» PROBLEM DESCRIPTION: Send back the line that contains "[ ] reply laid" and all lines following it through the end of the data below, exactly, omitting pictures.

>>

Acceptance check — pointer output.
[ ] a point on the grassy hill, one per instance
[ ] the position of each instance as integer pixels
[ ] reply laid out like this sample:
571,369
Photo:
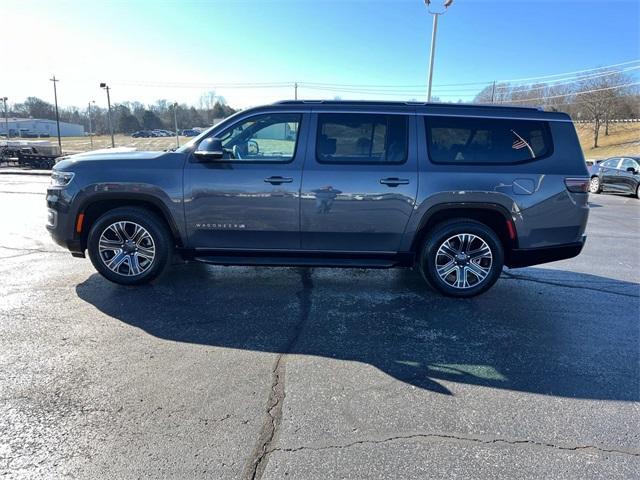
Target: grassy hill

<<

» WRITTEN ANSWER:
[ ] reply laid out like this sample:
571,369
Photo:
Target: grassy hill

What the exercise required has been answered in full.